### What this exercise asks
1. From the blog post below, copy word for word the passage that begins at "He was the perfect" and ends after "that I like!!".
2. In the blog post below, where did TBM take the writer after they left the staff party?

### Document

****

Tuesday, December 21, 2010

The No Commitment Commitment

TBM and I spent most of the day together. He helped me with some errands, and went for lunch. He got the truck door for me. I pretty much floated around I was so happy. He's so easy to be around, I'm never anxious around him and I can totally be myself. I really like it. But what is "it"? I, of course, like to label things so I started thinking about it. We went back to my house and he had a nap before my staff party. We got ready and headed up the mountain to have some dinner.
He was the perfect date. He dressed well, talked to people, got my drinks, was all around charming. It was so nice spending time with him in a social environment. We don't usually go out other than today. The staff party was pretty uneventful, I don't think anyone even danced, so we left pretty early. TBM took me to one of his friends party. I was someones date! I was someones date that I like!!

****

### Dataset excerpt
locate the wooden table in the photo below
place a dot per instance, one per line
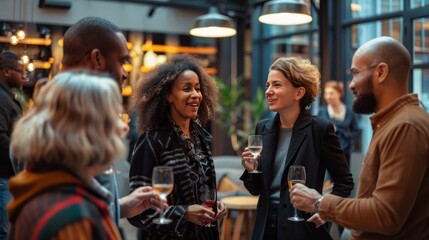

****

### Full solutions
1.
He was the perfect date. He dressed well, talked to people, got my drinks, was all around charming. It was so nice spending time with him in a social environment. We don't usually go out other than today. The staff party was pretty uneventful, I don't think anyone even danced, so we left pretty early. TBM took me to one of his friends party. I was someones date! I was someones date that I like!!

2. To a party held by one of his friends.